-------- WYBRANY FRAGMENT --------
Zapis debaty pomiędzy kandydatami do Sejmu: Ireneuszem Rasiem (PO) i Andrzejem Adamczykiem (PiS).
Ireneusz Raś: Od wielu miesięcy sprawa czystego powietrza w Krakowie staje się tematem głównym w debacie społecznej i politycznej. Moje środowisko, czyli PO, w mieście, regionie i parlamencie pracuje nad tym. Wiemy, że w przyszłym parlamencie będziemy musieli na to patrzeć. Uchwaliliśmy ustawę antysmogową, wnioskowaną przez wszystkie organizacje pozarządowe działające na rzecz czystego powietrza. Czy będzie podpis prezydenta Dudy, będzie pan apelował, żeby ten podpis był? To bardzo potrzebna ustawa. W niektórych debatach, w których brałem udział, nie było reprezentacji PiS. To sugeruje, że jesteście przeciwko tej regulacji.
Andrzej Adamczyk: Ponad wszystko sprawa czystego powietrza w Krakowie, sprawa powietrza, którym oddychają wszyscy Małopolanie, jest sprawą, która powinna połączyć wszystkie siły, które mogą poprawić czystość powietrza. To poza dyskusją. Pytanie, jak dojść do takich rozwiązań, które zagwarantują poprawę jakości powietrza a z drugiej strony jak po drodze dojścia do czystego powietrza nie unieszczęśliwić ludzi, którzy nie będą mogli odpowiedzieć finansowo na potrzeby, jakie się przed nimi stawia. Co zrobi prezydent? Prezydent podejmuje suwerenne decyzje. Nie nam posłom wpływać na to. Prezydent kieruje się podpowiedziami ekspertów. W tej sprawie rozmawia z ekspertami. Jak pan uważa, że środowisko PiS stroni od debaty na temat smogu, to jest to nieprawda. Wskazywaliśmy na to, że państwo włączając tę ustawę, podjęliście ten instrument w celu walki politycznej. Stworzyliście złą ustawę. Zdaje sobie pan z tego sprawę. Odpowiedzieliście na wezwanie tych, którzy mówią, że w Krakowie potrzeba czystego powietrza. Jak to zrobić? Zakazać palenia węglem. Sąd w piątek potwierdził stanowisko Wojewódzkiego Sądu Administracyjnego. Te działania są niekonstytucyjne. My chcemy czystego powietrza, ale korzystnymi sposobami dla ludzi.
--------
**LISTA ZADAŃ**
(1) Przepisz tę część zapisu debaty, która zaczyna się od słów zawierających „Ireneusz Raś: Od”, a kończy na „przeciwko tej regulacji.”, zamieniając w niej „parlamencie” na „Sejmie”.
(2) Policz, w ilu wierszach listingu występuje ciąg „railing”, uwzględniając wielkość liter. Podaj wyłącznie liczbę.
Zapis debaty i listing nie są ze sobą w żaden sposób powiązane.
-------- DANE --------
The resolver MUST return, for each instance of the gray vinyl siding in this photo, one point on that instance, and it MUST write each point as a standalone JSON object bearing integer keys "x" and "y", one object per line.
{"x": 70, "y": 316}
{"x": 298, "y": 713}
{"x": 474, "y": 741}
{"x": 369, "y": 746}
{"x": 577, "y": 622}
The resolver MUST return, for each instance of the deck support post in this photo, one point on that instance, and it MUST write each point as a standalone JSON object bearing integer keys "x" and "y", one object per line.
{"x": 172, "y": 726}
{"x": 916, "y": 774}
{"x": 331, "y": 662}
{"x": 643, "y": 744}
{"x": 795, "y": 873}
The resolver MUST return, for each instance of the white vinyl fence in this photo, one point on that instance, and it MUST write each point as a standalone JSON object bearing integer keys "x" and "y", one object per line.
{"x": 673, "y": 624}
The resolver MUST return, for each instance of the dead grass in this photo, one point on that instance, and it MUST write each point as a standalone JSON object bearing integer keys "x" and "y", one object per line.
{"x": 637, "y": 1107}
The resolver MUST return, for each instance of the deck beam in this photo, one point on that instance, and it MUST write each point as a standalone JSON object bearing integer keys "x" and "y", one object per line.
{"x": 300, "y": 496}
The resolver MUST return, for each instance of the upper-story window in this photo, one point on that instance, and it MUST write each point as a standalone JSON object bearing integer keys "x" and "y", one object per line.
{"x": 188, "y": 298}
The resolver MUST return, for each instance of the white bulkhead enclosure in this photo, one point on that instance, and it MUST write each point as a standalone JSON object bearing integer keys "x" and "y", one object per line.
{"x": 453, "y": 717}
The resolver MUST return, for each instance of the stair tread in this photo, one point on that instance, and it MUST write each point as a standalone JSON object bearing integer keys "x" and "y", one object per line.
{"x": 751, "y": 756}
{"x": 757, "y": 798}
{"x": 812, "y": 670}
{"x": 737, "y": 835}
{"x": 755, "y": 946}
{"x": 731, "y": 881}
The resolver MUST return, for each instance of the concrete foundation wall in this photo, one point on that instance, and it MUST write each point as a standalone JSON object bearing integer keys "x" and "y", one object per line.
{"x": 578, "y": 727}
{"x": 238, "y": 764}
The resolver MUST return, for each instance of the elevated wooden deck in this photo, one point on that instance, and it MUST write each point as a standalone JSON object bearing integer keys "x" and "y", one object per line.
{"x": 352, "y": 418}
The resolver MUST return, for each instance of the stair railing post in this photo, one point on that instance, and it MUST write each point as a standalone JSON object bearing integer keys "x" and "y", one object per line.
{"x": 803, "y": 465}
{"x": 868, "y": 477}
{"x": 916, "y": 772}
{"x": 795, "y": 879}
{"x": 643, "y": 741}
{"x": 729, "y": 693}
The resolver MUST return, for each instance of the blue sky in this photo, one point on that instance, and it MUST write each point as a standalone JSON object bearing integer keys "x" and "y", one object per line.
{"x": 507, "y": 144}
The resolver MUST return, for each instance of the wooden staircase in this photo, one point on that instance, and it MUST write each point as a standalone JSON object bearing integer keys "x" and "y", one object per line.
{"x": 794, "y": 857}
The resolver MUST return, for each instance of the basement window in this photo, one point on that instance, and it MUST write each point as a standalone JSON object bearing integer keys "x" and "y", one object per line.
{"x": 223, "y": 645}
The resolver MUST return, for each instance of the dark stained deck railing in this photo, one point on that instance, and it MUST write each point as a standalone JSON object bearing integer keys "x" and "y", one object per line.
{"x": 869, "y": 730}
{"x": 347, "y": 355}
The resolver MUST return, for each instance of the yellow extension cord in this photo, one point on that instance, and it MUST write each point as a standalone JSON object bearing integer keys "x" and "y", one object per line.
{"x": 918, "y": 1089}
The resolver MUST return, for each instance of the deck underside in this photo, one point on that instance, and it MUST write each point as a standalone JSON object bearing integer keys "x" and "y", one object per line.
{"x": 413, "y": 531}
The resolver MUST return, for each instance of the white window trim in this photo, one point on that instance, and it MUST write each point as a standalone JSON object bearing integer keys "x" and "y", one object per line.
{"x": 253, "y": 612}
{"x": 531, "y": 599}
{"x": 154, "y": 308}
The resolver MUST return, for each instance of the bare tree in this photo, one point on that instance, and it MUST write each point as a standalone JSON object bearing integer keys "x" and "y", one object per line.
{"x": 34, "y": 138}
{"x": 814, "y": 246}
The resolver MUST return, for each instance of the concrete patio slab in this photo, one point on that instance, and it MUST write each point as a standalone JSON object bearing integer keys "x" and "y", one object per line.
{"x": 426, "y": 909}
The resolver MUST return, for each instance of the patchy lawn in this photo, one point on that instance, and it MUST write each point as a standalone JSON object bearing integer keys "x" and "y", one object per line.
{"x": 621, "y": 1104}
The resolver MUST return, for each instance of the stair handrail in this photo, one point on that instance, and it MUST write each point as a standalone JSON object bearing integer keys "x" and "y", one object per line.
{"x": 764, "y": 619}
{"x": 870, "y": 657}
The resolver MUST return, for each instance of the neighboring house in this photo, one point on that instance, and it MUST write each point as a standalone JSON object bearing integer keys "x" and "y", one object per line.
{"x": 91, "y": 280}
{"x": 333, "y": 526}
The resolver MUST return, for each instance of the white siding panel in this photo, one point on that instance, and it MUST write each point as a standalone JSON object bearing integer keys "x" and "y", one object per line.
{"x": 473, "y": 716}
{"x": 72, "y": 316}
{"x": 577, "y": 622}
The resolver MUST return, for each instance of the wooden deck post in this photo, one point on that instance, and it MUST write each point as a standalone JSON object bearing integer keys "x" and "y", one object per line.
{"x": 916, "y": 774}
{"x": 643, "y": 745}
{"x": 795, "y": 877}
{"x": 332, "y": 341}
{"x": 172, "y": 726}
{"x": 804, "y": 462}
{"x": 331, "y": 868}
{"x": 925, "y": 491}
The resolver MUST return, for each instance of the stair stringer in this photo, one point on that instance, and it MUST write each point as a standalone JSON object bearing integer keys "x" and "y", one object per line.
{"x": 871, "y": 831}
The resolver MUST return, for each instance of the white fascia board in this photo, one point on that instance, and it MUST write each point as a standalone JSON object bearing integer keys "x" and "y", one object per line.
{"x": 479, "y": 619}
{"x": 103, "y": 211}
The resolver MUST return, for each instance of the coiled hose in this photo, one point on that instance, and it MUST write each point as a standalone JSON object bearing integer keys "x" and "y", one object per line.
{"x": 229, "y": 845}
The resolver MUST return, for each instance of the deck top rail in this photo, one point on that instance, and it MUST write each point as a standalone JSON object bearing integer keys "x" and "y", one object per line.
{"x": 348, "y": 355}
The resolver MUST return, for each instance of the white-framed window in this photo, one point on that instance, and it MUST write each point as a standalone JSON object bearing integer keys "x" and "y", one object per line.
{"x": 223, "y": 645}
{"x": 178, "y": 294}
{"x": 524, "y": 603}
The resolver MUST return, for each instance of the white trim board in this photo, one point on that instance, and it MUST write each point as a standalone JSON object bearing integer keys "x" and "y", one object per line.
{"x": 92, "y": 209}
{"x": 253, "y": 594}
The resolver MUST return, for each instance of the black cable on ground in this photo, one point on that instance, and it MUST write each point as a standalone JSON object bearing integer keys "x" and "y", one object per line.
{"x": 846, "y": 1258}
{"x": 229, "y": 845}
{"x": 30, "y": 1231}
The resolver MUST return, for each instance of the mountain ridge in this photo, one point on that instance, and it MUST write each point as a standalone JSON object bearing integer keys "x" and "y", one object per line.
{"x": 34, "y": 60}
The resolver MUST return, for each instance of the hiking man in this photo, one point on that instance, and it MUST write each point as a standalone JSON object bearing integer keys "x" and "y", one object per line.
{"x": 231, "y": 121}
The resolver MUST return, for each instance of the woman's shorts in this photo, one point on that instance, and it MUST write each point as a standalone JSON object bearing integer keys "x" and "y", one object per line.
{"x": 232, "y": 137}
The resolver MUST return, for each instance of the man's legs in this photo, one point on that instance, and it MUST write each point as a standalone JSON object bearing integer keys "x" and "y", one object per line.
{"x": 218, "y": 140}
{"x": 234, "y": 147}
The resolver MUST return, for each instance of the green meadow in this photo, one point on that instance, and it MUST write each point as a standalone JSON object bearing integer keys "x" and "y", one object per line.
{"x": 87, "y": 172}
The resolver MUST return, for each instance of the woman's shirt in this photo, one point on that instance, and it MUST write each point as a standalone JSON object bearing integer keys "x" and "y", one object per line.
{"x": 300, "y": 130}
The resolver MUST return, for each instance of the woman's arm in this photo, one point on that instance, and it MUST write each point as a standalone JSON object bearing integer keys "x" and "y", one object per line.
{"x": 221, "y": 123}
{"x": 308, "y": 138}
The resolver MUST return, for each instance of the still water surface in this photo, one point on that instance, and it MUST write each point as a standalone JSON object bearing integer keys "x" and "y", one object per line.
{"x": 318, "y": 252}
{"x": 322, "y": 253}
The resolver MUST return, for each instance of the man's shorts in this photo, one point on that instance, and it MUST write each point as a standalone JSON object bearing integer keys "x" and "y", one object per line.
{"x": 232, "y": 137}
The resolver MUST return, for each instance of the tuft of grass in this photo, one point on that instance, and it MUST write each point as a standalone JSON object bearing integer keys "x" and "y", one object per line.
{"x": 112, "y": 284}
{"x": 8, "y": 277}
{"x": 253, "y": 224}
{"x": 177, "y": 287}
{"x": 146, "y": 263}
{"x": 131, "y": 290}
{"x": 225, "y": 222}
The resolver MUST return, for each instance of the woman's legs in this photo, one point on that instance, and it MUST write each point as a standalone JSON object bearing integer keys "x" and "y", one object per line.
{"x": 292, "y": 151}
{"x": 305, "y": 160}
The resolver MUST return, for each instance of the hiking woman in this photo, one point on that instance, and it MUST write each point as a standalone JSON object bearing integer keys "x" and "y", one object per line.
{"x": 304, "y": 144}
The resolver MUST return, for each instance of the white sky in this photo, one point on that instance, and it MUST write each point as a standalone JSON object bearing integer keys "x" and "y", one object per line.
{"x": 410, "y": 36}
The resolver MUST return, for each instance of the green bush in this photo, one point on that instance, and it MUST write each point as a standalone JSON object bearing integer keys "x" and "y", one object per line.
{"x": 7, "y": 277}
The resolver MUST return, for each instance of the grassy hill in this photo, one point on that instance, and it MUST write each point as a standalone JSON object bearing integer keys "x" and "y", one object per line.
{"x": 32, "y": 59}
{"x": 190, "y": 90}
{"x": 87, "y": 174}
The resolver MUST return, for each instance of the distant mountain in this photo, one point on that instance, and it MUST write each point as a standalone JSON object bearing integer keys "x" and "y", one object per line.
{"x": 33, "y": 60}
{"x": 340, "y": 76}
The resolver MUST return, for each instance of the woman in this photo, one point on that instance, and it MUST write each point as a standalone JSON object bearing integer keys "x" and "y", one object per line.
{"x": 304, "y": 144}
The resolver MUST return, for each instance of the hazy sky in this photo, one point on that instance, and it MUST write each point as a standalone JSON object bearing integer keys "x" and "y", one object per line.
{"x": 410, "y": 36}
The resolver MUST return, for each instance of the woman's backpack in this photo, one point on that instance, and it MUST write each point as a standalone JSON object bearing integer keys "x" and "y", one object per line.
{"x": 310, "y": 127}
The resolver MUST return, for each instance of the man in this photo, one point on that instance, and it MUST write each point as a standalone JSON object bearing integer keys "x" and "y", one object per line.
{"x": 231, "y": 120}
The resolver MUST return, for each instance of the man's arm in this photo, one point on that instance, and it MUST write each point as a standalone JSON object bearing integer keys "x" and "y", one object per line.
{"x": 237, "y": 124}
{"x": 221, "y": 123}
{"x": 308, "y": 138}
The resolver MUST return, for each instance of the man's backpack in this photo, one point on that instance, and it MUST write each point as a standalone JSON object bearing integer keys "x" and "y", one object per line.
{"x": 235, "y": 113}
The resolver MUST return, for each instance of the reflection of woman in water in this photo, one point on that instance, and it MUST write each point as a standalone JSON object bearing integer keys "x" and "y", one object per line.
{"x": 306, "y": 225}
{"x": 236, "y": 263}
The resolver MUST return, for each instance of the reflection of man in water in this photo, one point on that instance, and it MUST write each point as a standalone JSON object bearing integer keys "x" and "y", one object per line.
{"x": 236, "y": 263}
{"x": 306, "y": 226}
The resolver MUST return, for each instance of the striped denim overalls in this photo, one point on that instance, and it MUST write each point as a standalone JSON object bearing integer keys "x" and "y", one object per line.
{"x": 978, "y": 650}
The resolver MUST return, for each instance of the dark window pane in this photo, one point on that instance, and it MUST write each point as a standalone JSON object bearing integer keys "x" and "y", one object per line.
--------
**ODPOWIEDZI DO ZADAŃ**
(1)
Ireneusz Raś: Od wielu miesięcy sprawa czystego powietrza w Krakowie staje się tematem głównym w debacie społecznej i politycznej. Moje środowisko, czyli PO, w mieście, regionie i Sejmie pracuje nad tym. Wiemy, że w przyszłym Sejmie będziemy musieli na to patrzeć. Uchwaliliśmy ustawę antysmogową, wnioskowaną przez wszystkie organizacje pozarządowe działające na rzecz czystego powietrza. Czy będzie podpis prezydenta Dudy, będzie pan apelował, żeby ten podpis był? To bardzo potrzebna ustawa. W niektórych debatach, w których brałem udział, nie było reprezentacji PiS. To sugeruje, że jesteście przeciwko tej regulacji.

(2) 2